Travail à réaliser
a – D'après la chronique sur l'enseignement, quelle matière la personne qui écrit enseigne-t-elle ?
b – Poursuivez la chronique sur l'enseignement à partir de sa dernière phrase.
───── Extrait
Un an maintenant que j'écris ces chroniques et j'ai le sentiment, quand je regarde ce qui a été déjà dit ici, que je tourne (un peu) autour du pot...
Alors peut être qu'en ces temps difficiles, ces temps d'urgence, de panique parfois, d'incertitude souvent, de colère aussi, ai-je envie de ne plus occulter la poutre, ou l'éléphant, ou ce que vous pouvez imaginer de gros, de lourd, de très visible mais dont on ne parle pas. Dont je ne parle pas.
Ce que nous faisons avec nos élèves est précieux, voire inestimable car à la hauteur des enjeux qui nous sont confiés : en tant qu'enseignante de français, je suis celle qui va les ouvrir à leur nouvel univers, qui vais leur donner les clés de leur environnement quotidien (juste : acheter du pain, demander son chemin dans la rue, accompagner ses parents chez le médecin et se charger de la traduction...).
Je suis surtout la première représentante de cette éducation nationale qui va les accueillir pendant toute leur scolarité.
──────────
───── Enregistrements
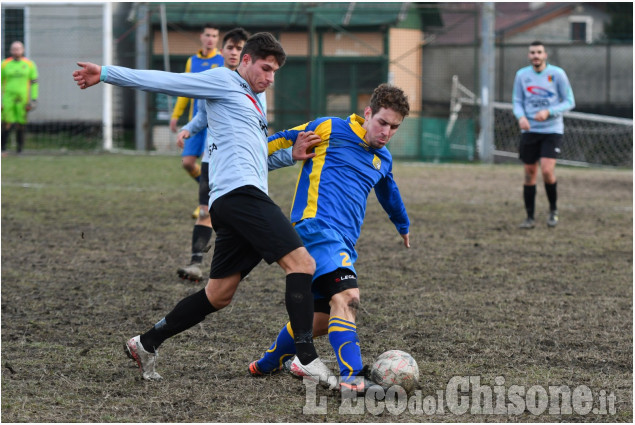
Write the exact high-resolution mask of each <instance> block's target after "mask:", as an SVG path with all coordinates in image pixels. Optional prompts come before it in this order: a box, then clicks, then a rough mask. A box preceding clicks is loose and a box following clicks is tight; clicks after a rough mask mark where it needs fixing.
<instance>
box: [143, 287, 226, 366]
mask: <svg viewBox="0 0 635 425" xmlns="http://www.w3.org/2000/svg"><path fill="white" fill-rule="evenodd" d="M215 311H216V308H214V306H213V305H212V304H211V303H210V302H209V300H208V299H207V295H205V289H201V290H200V291H199V292H197V293H195V294H192V295H190V296H189V297H186V298H183V299H182V300H181V301H180V302H179V303H178V304H177V305H176V307H174V309H173V310H172V311H171V312H169V313H168V315H167V316H165V317H164V318H163V319H161V320H160V321H159V322H158V323H157V324H156V325H154V326H153V327H152V329H150V330H149V331H148V332H146V333H144V334H143V335H141V345H143V348H145V349H146V350H147V351H148V352H150V353H154V352H155V350H156V349H157V348H159V346H160V345H161V344H163V341H165V340H166V339H168V338H170V337H172V336H174V335H176V334H178V333H181V332H183V331H184V330H187V329H189V328H191V327H192V326H194V325H196V324H197V323H200V322H202V321H203V319H205V316H207V315H208V314H210V313H213V312H215Z"/></svg>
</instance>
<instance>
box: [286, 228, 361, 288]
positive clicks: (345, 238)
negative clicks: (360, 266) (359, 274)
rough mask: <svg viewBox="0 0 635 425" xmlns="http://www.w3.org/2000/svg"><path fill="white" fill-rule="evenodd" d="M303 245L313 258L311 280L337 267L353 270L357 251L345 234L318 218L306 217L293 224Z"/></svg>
mask: <svg viewBox="0 0 635 425" xmlns="http://www.w3.org/2000/svg"><path fill="white" fill-rule="evenodd" d="M295 231H296V232H298V235H300V238H301V239H302V242H304V246H305V247H306V249H307V250H308V251H309V254H311V257H313V259H314V260H315V274H314V275H313V280H314V281H315V279H316V278H318V277H320V276H322V275H324V274H326V273H331V272H332V271H334V270H337V269H339V268H345V269H349V270H350V271H352V272H353V273H355V274H357V272H356V271H355V266H354V264H355V261H357V252H356V251H355V244H353V243H352V242H351V241H350V240H349V239H348V238H347V237H346V236H344V235H342V234H341V233H340V232H339V231H337V230H336V229H335V228H334V227H332V226H331V225H330V224H329V223H327V222H325V221H323V220H320V219H319V218H308V219H305V220H302V221H301V222H299V223H297V224H296V225H295Z"/></svg>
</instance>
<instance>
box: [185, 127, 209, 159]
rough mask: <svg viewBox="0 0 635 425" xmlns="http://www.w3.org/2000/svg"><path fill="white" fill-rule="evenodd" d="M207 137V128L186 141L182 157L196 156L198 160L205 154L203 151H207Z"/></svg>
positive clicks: (198, 132)
mask: <svg viewBox="0 0 635 425" xmlns="http://www.w3.org/2000/svg"><path fill="white" fill-rule="evenodd" d="M206 137H207V128H204V129H203V130H201V131H199V132H198V133H196V134H195V135H194V136H191V137H190V138H189V139H185V146H183V152H182V153H181V156H195V157H197V158H198V157H199V156H201V155H202V154H203V149H205V138H206Z"/></svg>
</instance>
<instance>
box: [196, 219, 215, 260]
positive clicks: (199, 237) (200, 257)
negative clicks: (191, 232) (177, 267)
mask: <svg viewBox="0 0 635 425" xmlns="http://www.w3.org/2000/svg"><path fill="white" fill-rule="evenodd" d="M211 238H212V228H211V227H207V226H202V225H200V224H196V225H195V226H194V230H192V262H193V263H202V262H203V253H204V252H205V248H207V244H208V243H209V240H210V239H211Z"/></svg>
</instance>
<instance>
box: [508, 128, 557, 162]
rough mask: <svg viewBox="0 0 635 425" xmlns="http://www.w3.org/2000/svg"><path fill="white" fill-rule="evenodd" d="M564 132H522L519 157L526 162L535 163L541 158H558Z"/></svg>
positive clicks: (522, 160) (520, 136)
mask: <svg viewBox="0 0 635 425" xmlns="http://www.w3.org/2000/svg"><path fill="white" fill-rule="evenodd" d="M561 143H562V134H557V133H544V134H543V133H522V134H521V136H520V146H519V147H518V158H519V159H520V160H521V161H522V162H523V163H525V164H535V163H536V162H538V160H539V159H540V158H554V159H555V158H557V157H558V155H559V154H560V144H561Z"/></svg>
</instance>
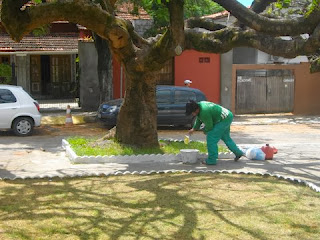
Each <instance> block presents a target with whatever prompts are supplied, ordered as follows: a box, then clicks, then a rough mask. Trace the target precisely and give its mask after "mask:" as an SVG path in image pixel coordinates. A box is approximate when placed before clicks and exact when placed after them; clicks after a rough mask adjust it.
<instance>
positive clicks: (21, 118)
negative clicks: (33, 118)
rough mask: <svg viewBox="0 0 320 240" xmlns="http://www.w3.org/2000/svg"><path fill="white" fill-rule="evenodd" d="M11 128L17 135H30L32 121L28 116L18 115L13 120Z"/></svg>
mask: <svg viewBox="0 0 320 240" xmlns="http://www.w3.org/2000/svg"><path fill="white" fill-rule="evenodd" d="M12 130H13V132H14V134H15V135H17V136H30V135H31V134H32V132H33V121H32V119H31V118H28V117H19V118H17V119H15V120H14V121H13V124H12Z"/></svg>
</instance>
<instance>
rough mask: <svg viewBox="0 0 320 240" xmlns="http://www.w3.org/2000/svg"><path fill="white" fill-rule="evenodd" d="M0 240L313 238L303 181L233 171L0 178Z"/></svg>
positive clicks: (310, 210)
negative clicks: (187, 172) (117, 174)
mask: <svg viewBox="0 0 320 240" xmlns="http://www.w3.org/2000/svg"><path fill="white" fill-rule="evenodd" d="M0 202H1V204H0V239H2V240H3V239H4V240H10V239H14V240H20V239H23V240H29V239H32V240H33V239H42V240H46V239H50V240H51V239H58V240H59V239H68V240H75V239H77V240H78V239H83V240H84V239H86V240H87V239H89V240H90V239H103V240H107V239H119V240H120V239H125V240H130V239H164V240H166V239H183V240H188V239H243V240H246V239H281V240H286V239H297V240H298V239H299V240H300V239H318V237H319V235H320V228H319V226H320V214H319V213H320V198H319V193H316V192H313V191H312V190H311V189H309V188H308V187H305V186H303V185H298V184H293V183H290V182H287V181H284V180H278V179H276V178H273V177H261V176H255V175H240V174H239V175H233V174H209V173H208V174H202V173H201V174H200V173H198V174H190V173H176V174H152V175H124V176H109V177H88V178H81V179H79V178H73V179H70V178H65V179H32V180H31V179H25V180H13V181H0Z"/></svg>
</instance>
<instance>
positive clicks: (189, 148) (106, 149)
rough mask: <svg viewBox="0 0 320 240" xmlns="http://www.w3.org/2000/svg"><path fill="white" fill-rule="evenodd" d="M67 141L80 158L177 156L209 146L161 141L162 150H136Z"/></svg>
mask: <svg viewBox="0 0 320 240" xmlns="http://www.w3.org/2000/svg"><path fill="white" fill-rule="evenodd" d="M67 140H68V142H69V143H70V145H71V148H72V149H73V151H74V152H75V153H76V154H77V155H78V156H98V155H101V156H104V155H108V156H110V155H138V154H177V153H179V152H180V149H198V150H199V152H200V153H206V152H207V144H206V143H205V142H197V141H193V142H190V143H189V144H184V143H183V142H174V141H164V140H160V141H159V143H160V148H135V147H133V146H128V145H121V144H119V143H117V142H114V141H113V140H108V141H105V142H100V143H97V142H96V141H95V140H96V139H93V138H85V137H71V138H68V139H67ZM227 151H228V149H227V148H226V147H223V146H219V152H227Z"/></svg>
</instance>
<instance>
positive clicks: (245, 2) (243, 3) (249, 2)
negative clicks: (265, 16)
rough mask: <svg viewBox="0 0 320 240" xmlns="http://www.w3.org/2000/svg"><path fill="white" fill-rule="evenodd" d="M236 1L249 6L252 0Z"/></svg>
mask: <svg viewBox="0 0 320 240" xmlns="http://www.w3.org/2000/svg"><path fill="white" fill-rule="evenodd" d="M238 2H240V3H242V4H243V5H244V6H246V7H250V6H251V3H252V2H253V0H238Z"/></svg>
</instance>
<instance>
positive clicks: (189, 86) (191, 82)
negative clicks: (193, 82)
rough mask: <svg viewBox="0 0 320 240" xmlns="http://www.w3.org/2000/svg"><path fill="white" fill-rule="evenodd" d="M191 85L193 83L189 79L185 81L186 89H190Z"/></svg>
mask: <svg viewBox="0 0 320 240" xmlns="http://www.w3.org/2000/svg"><path fill="white" fill-rule="evenodd" d="M191 83H192V81H191V80H189V79H187V80H185V81H184V85H185V86H186V87H190V86H191Z"/></svg>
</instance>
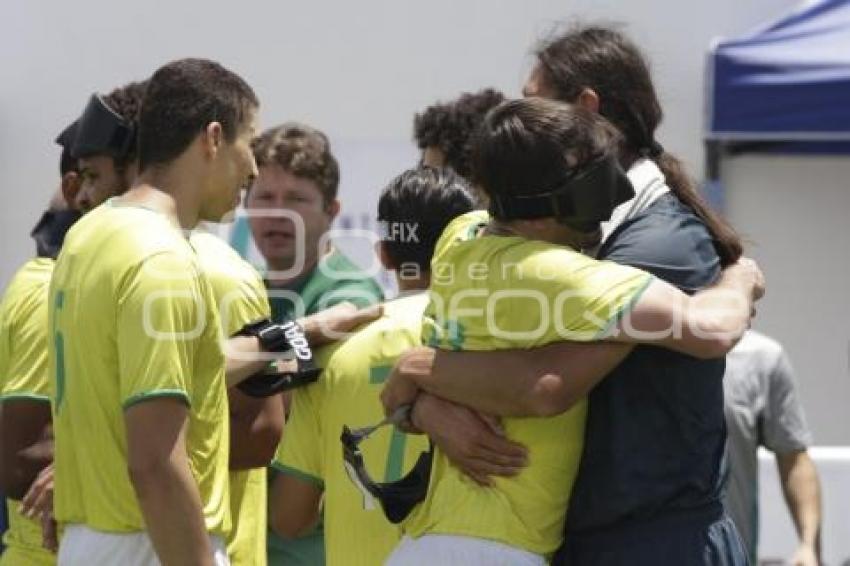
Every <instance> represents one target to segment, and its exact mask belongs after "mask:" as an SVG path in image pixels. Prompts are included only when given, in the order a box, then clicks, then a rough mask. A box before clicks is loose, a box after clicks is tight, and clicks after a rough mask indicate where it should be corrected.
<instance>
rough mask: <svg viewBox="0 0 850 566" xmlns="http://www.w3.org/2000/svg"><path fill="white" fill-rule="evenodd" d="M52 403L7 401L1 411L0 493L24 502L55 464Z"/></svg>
mask: <svg viewBox="0 0 850 566" xmlns="http://www.w3.org/2000/svg"><path fill="white" fill-rule="evenodd" d="M50 423H51V416H50V403H47V402H45V401H33V400H29V399H7V400H6V401H5V402H4V403H3V406H2V408H0V490H2V491H3V492H4V493H5V494H6V495H7V496H9V497H11V498H13V499H18V500H20V499H22V498H23V497H24V495H25V494H26V492H27V490H28V489H29V487H30V485H32V483H33V481H35V478H36V477H37V476H38V474H39V472H41V470H43V469H44V468H46V467H47V466H48V465H50V463H51V462H52V461H53V434H52V430H51V426H50Z"/></svg>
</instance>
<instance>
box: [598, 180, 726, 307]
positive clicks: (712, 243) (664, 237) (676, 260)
mask: <svg viewBox="0 0 850 566" xmlns="http://www.w3.org/2000/svg"><path fill="white" fill-rule="evenodd" d="M599 256H600V257H601V258H604V259H608V260H611V261H616V262H618V263H625V264H628V265H632V266H634V267H638V268H640V269H643V270H645V271H648V272H650V273H652V274H653V275H656V276H657V277H660V278H661V279H664V280H665V281H668V282H669V283H672V284H673V285H676V286H677V287H679V288H680V289H682V290H684V291H686V292H694V291H697V290H699V289H701V288H703V287H706V286H708V285H710V284H711V283H712V282H714V280H715V279H716V278H717V276H718V275H719V274H720V258H719V257H718V256H717V252H716V251H715V248H714V243H713V241H712V238H711V234H710V233H709V231H708V229H707V228H706V226H705V225H704V224H703V223H702V221H701V220H700V219H699V218H698V217H697V216H696V214H694V213H693V211H691V210H690V209H689V208H688V207H686V206H684V205H683V204H682V203H681V202H679V200H678V199H677V198H676V197H675V196H673V195H665V196H663V197H661V198H660V199H658V201H657V202H655V203H654V204H653V205H652V206H650V207H649V208H647V209H646V210H645V211H644V212H643V213H641V214H639V215H637V216H635V217H634V218H631V219H629V220H627V221H625V222H623V224H621V225H620V226H619V227H618V228H617V229H616V230H614V232H613V233H612V234H611V235H610V236H609V237H608V239H607V240H606V241H605V243H604V244H603V245H602V248H601V249H600V252H599Z"/></svg>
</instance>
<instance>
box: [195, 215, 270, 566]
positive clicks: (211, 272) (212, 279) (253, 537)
mask: <svg viewBox="0 0 850 566" xmlns="http://www.w3.org/2000/svg"><path fill="white" fill-rule="evenodd" d="M189 242H190V243H191V244H192V247H193V248H194V249H195V252H196V253H197V254H198V261H199V262H200V264H201V270H202V271H203V272H204V274H205V275H206V277H207V279H208V280H209V282H210V285H211V286H212V290H213V295H214V296H215V300H216V304H217V305H218V315H219V320H220V321H221V326H222V335H223V336H224V337H230V336H233V335H235V334H236V333H237V332H239V331H240V330H241V329H242V328H243V327H244V326H245V325H246V324H249V323H252V322H257V321H258V320H260V319H263V318H269V317H271V311H270V309H269V303H268V299H267V298H266V289H265V287H264V286H263V280H262V278H261V277H260V274H259V273H257V270H256V269H254V267H253V266H251V264H249V263H248V262H246V261H245V260H243V259H242V258H241V257H240V256H239V254H237V253H236V252H235V251H234V250H233V248H231V247H230V246H229V245H228V244H227V243H226V242H225V241H224V240H222V239H221V238H219V237H217V236H214V235H213V234H210V233H208V232H204V231H200V230H199V231H196V232H194V233H193V234H192V237H191V238H190V239H189ZM231 440H232V439H231ZM266 492H267V483H266V468H265V467H263V468H255V469H252V470H235V471H233V470H231V472H230V514H231V518H232V522H233V528H232V530H231V532H230V536H229V537H228V539H227V555H228V556H229V557H230V563H231V565H232V566H264V565H265V564H266Z"/></svg>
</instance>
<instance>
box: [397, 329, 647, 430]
mask: <svg viewBox="0 0 850 566" xmlns="http://www.w3.org/2000/svg"><path fill="white" fill-rule="evenodd" d="M631 349H632V347H631V346H630V345H626V344H615V343H596V344H579V343H575V342H557V343H554V344H549V345H547V346H543V347H541V348H535V349H533V350H501V351H494V352H450V351H446V350H435V349H432V348H424V347H422V348H414V349H412V350H409V351H408V352H406V353H405V354H404V355H402V356H401V358H399V360H398V362H397V363H396V366H395V368H393V372H392V374H391V375H390V378H389V380H388V382H387V385H386V386H385V388H384V391H383V392H382V393H381V398H382V401H383V403H384V406H385V408H386V409H387V411H388V413H392V412H393V411H394V410H395V409H396V408H398V407H399V406H401V405H405V404H408V403H411V402H412V401H413V400H414V398H415V397H416V394H417V392H418V391H419V390H422V391H427V392H428V393H432V394H433V395H436V396H438V397H442V398H444V399H448V400H450V401H454V402H455V403H460V404H462V405H466V406H468V407H471V408H473V409H475V410H478V411H481V412H484V413H488V414H493V415H500V416H505V417H513V416H550V415H556V414H559V413H562V412H564V411H566V410H568V409H569V408H570V407H572V406H573V405H574V404H575V403H576V402H577V401H578V400H580V399H582V398H584V397H585V396H586V395H587V394H588V393H589V392H590V390H591V389H593V387H594V386H595V385H596V384H597V383H599V381H601V380H602V378H603V377H605V376H606V375H607V374H608V373H610V372H611V370H613V369H614V368H615V367H617V365H618V364H619V363H620V362H621V361H622V360H623V359H624V358H625V357H626V356H627V355H628V353H629V352H630V351H631ZM496 376H497V377H498V379H494V377H496Z"/></svg>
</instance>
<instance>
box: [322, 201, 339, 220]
mask: <svg viewBox="0 0 850 566" xmlns="http://www.w3.org/2000/svg"><path fill="white" fill-rule="evenodd" d="M339 210H340V204H339V199H333V200H332V201H331V202H329V203H328V205H327V206H326V207H325V213H327V215H328V216H329V217H330V219H331V222H333V220H334V218H336V217H337V215H338V214H339Z"/></svg>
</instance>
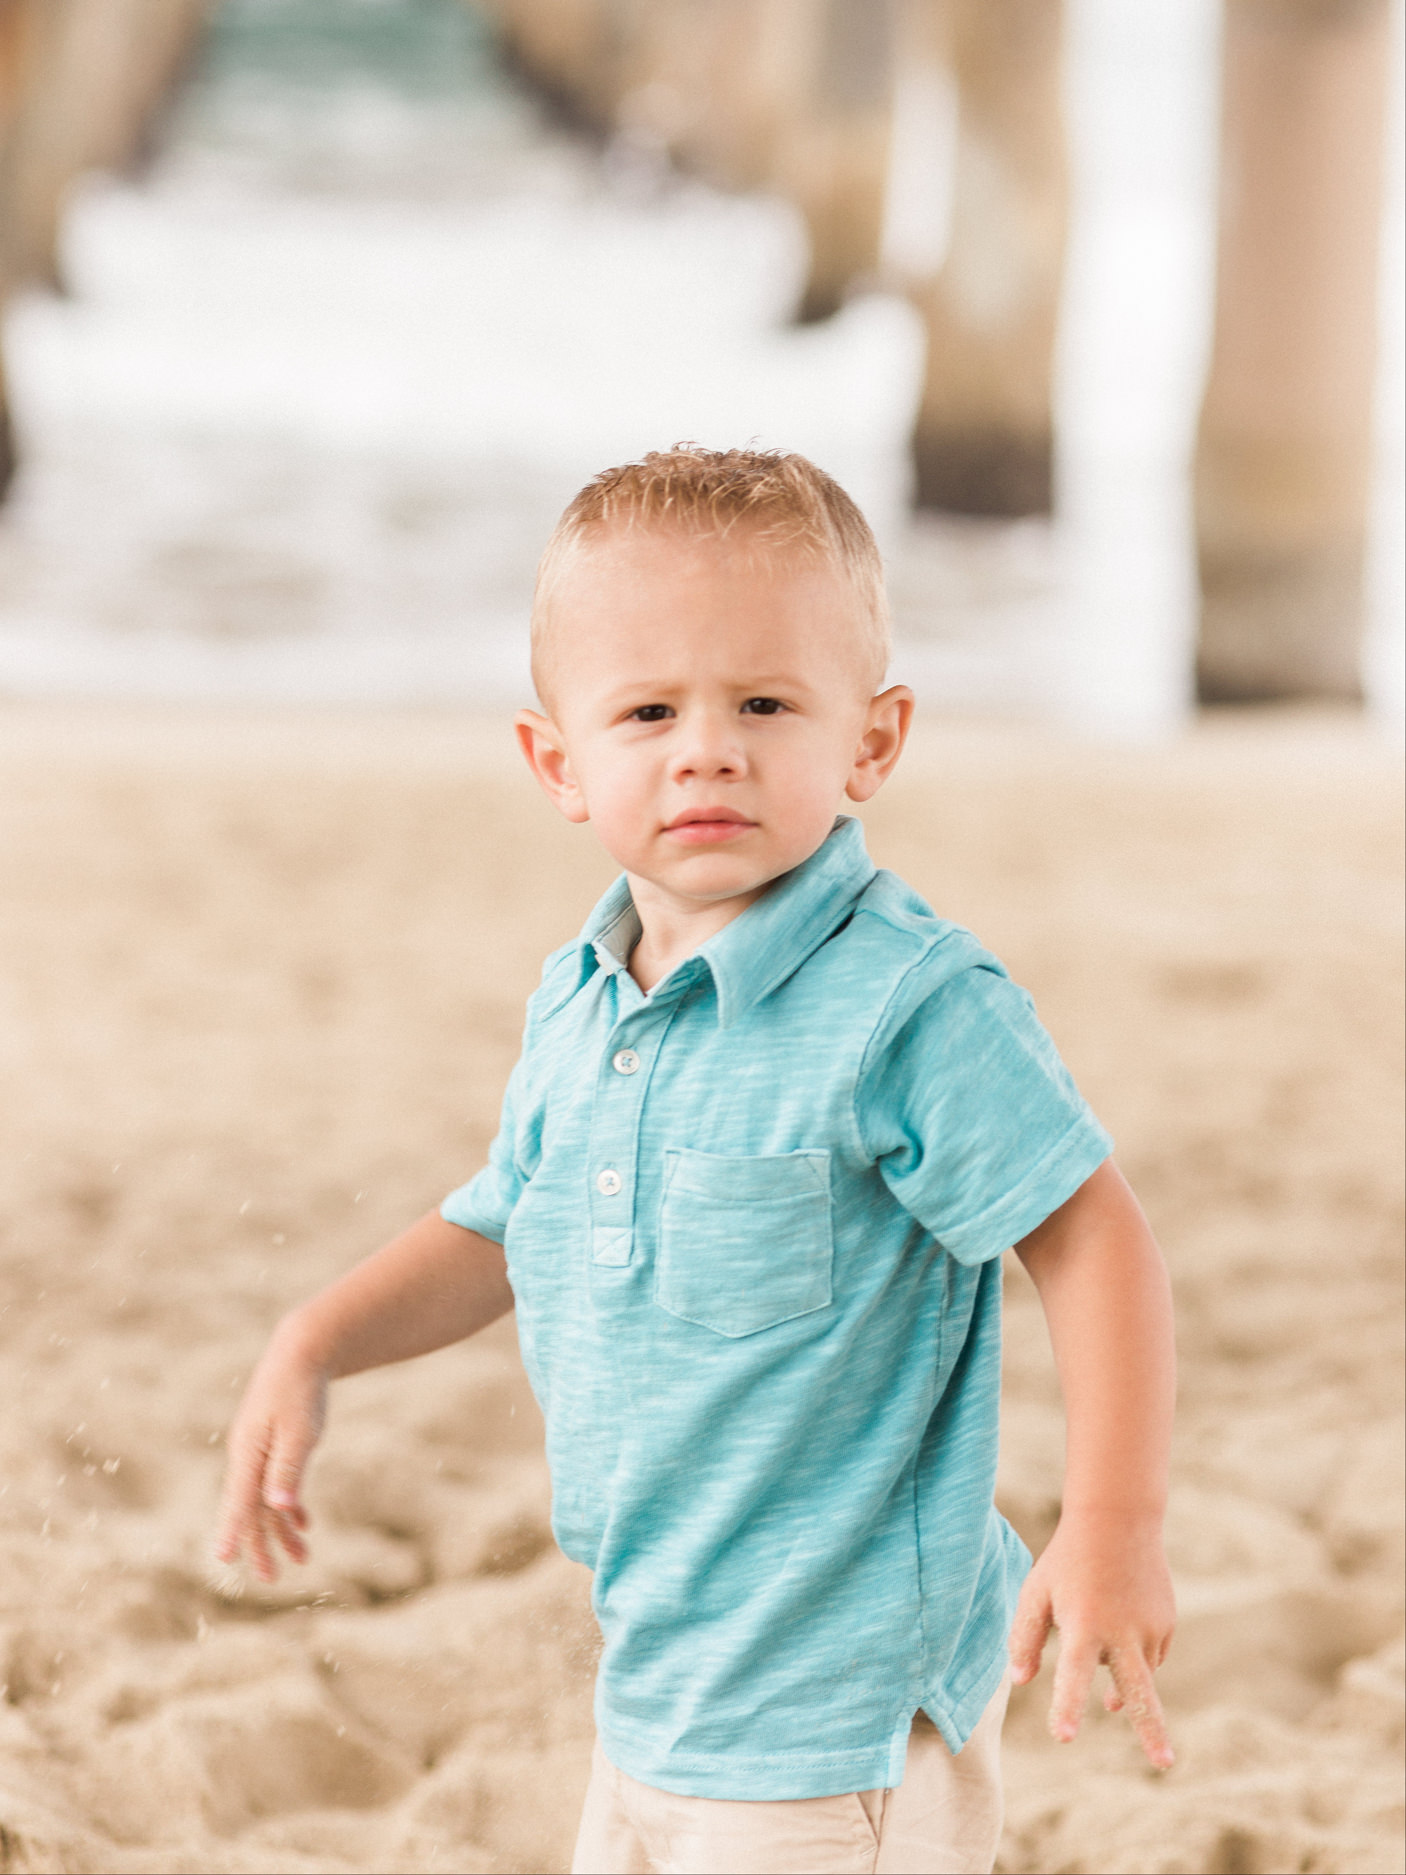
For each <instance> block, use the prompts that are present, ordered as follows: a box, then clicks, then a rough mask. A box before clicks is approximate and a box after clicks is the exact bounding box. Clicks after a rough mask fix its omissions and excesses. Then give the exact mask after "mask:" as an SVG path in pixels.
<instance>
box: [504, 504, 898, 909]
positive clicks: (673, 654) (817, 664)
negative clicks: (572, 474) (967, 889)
──────────
Réponses attendues
a – Le français.

b –
Je me dois donc d'en montrer le visage le plus bienveillant possible, le plus exactement adapté à ce qu'ils sont, à ce qu'ils traversent. Je me dois de leur donner confiance, en eux, en leurs capacités scolaires, en leurs compétences sociales, à un moment où ils sont fragilisés par leur migration, loin de leur famille, de leurs amis, de leur pays natal. Je me dois de leur transmettre les valeurs collectives qui nous sont chères : la solidarité, l'entraide, l'empathie, et puis l'égalité, la fraternité...
Je me dois de leur donner les bases sur lesquelles ils vont s'appuyer lorsqu'ils vont quitter le dispositif et qu'ils vont se retrouver confrontés au mieux à l'indifférence polie (combien de mes collègues différencient, combien prennent en compte leur statut d'allophone qui pourtant doit être présent à leur esprit pendant la totalité de la scolarité de l'élève, sachant qu'on considère que la langue de scolarisation n'est réellement acquise qu'au bout de sept à huit ans), au pire au rejet (rare heureusement, le racisme n'est encore, et c'est tant mieux, jamais bien vu au sein de la communauté des profs).
Je n'ai pas besoin de leur transmettre le reste : le courage, la force, la résilience, ils l'ont, chevillés à leur âme d'enfant, je l'ai maintes fois évoqué dans mes posts, ne laissant de m'émerveiller à chaque fois que j'en suis témoin.
Ne pense pas, lecteur (trice), que je sois atteinte d'un symptôme type grosse tête, qui me ferait imaginer une importance que nous n'avons pas : j'ai été prof de lettres pendant dix ans avant de venir enseigner sur un dispositif et j'ai de quoi mesurer les différences entre mes deux métiers.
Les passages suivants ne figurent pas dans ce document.